▸ **INSTRUCTION**
Rewrite the listing below, changing each "chair seat" to "seat cushion" and leaving everything else untouched.

▸ **PROVIDED DATA**
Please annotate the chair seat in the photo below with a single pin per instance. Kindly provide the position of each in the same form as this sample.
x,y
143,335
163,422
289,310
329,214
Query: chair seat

▸ **ANSWER IN FULL**
Please annotate the seat cushion in the photo below with a single pin per instance. Kindly provide the position of each in the same form as this sample.
x,y
143,335
163,422
289,310
329,214
Query: seat cushion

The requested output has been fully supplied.